気候変動対策への国連事務総長の熱意に応えたい
「化石燃料業界の多くはロビー活動や法的な脅し、大量の広告キャンペーンで気候変動対策を遅らせようとする一方で、恥知らずにもグリーンウオッシュ(環境に配慮していると見せかける)を行ってきた」と強烈に業界の広告戦略を批判しているのは国連事務総長(6/17『毎日新聞』)。この記事を読んで、気候変動対策を訴え続けている事務総長の熱意にどう応えるのか。難しいことや大きなことはできないが、20年間の森づくりで学んできたことは発信できる。
そのひとつは、私たちは森に寄り添って生きているという現実を体感することから始まると思う。例えば、「植物は光に向かって動き、植物は生涯に渡りずっと生長し続け、変化していく周囲の環境と調和し、途方もない形態をつくる。また、体内組織の水分を調整することによって体の堅さを変え、言語なしでもコミュニケーションが可能だ。その方法は化学物質を放出したり、他の生物(細菌、菌類、動物)と関係をも築く。地中では化学物質を放出して樹々の防衛機構を作動させる。菌糸と根は養分と糖分を分かち合っている」という研究結果を、森を散歩しながら体感してみることができる。
ちなみに、樹々のパワーのひとつに人体の自然免疫力を高められることも研究済みである。森林浴の効果のひとつに、ナチュラルキラー細胞によって体内のウイルス等を退治する機能が高まるという。

· · ·

● 作成内容: 気候変動と森についての文章では、森林浴の効果のひとつとして何が挙げられていますか? これらのエントリーは別の出典から取られたものです。

· · ·

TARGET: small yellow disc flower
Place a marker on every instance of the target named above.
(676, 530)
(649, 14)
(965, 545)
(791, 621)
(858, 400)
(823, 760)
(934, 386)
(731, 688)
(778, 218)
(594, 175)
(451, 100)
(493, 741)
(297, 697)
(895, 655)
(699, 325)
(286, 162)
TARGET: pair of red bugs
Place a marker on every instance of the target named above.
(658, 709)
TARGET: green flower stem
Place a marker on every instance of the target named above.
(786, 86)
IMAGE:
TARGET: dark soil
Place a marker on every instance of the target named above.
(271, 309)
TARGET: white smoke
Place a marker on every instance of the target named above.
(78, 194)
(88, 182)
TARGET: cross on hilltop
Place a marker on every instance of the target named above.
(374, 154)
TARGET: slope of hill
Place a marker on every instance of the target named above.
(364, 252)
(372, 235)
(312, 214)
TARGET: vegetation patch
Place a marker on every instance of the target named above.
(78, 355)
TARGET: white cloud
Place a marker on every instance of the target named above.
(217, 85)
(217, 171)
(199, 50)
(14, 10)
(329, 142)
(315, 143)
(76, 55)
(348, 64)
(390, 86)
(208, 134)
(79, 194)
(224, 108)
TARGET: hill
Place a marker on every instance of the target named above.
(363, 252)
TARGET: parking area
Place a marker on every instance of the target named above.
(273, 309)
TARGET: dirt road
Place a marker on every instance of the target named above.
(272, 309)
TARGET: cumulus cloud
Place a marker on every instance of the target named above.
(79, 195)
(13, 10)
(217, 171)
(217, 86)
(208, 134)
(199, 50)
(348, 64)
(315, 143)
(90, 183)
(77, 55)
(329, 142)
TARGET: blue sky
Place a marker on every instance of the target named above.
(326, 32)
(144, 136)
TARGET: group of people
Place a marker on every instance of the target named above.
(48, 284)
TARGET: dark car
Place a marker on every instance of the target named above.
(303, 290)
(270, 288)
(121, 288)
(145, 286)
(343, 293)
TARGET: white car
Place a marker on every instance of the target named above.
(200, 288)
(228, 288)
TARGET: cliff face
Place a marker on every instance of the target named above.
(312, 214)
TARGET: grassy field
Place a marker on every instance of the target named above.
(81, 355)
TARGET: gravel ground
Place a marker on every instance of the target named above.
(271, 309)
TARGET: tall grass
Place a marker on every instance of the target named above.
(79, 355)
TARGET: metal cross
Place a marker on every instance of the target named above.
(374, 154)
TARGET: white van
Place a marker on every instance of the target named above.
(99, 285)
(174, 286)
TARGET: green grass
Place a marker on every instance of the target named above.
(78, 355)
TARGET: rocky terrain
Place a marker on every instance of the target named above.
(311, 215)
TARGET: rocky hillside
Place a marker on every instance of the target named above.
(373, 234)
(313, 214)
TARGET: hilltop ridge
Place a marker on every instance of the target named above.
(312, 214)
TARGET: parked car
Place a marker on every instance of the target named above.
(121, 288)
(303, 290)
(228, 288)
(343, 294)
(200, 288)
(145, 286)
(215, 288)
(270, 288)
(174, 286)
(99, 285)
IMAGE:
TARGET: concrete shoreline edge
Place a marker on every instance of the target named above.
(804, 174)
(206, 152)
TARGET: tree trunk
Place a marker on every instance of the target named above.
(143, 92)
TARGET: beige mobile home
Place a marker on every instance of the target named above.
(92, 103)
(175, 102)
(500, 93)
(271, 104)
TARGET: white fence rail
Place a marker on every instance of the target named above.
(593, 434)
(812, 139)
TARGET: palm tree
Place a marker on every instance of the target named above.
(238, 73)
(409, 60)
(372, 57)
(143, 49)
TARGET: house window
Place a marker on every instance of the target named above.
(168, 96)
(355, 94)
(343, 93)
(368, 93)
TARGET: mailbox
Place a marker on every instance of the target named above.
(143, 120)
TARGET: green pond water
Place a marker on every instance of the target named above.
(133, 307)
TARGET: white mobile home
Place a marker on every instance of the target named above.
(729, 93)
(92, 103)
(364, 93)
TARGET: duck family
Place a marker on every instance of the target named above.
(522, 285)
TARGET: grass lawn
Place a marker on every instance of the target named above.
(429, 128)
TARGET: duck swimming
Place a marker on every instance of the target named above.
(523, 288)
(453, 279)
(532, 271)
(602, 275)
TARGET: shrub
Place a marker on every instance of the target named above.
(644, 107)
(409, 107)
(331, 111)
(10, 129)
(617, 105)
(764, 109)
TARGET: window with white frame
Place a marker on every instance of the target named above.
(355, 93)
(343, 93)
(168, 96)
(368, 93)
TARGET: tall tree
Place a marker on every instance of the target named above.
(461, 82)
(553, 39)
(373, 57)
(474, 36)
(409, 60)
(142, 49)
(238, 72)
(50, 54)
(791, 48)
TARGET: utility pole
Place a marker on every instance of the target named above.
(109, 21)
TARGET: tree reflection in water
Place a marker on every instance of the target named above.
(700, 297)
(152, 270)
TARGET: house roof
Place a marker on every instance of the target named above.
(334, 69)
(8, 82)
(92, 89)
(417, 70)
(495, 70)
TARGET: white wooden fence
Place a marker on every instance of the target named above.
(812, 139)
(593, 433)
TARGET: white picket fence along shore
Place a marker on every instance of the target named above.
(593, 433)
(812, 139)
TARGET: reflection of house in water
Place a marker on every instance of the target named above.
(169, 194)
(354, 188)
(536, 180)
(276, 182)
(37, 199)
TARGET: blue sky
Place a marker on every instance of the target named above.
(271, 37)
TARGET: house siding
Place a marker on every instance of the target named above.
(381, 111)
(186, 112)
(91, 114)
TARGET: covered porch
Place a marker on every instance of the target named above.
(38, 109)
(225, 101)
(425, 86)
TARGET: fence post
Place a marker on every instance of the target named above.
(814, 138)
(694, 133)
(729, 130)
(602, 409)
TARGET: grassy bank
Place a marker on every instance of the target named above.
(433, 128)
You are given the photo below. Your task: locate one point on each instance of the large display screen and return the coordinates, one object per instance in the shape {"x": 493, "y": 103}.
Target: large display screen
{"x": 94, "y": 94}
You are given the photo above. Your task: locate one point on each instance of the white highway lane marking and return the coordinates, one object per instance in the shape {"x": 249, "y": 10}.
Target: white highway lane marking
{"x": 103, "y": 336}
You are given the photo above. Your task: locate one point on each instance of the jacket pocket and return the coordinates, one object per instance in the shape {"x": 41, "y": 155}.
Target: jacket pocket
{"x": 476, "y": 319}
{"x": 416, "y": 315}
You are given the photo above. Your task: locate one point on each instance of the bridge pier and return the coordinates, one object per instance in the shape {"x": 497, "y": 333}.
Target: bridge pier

· · ·

● 回答: ナチュラルキラー細胞によって体内のウイルス等を退治する機能が高まることです。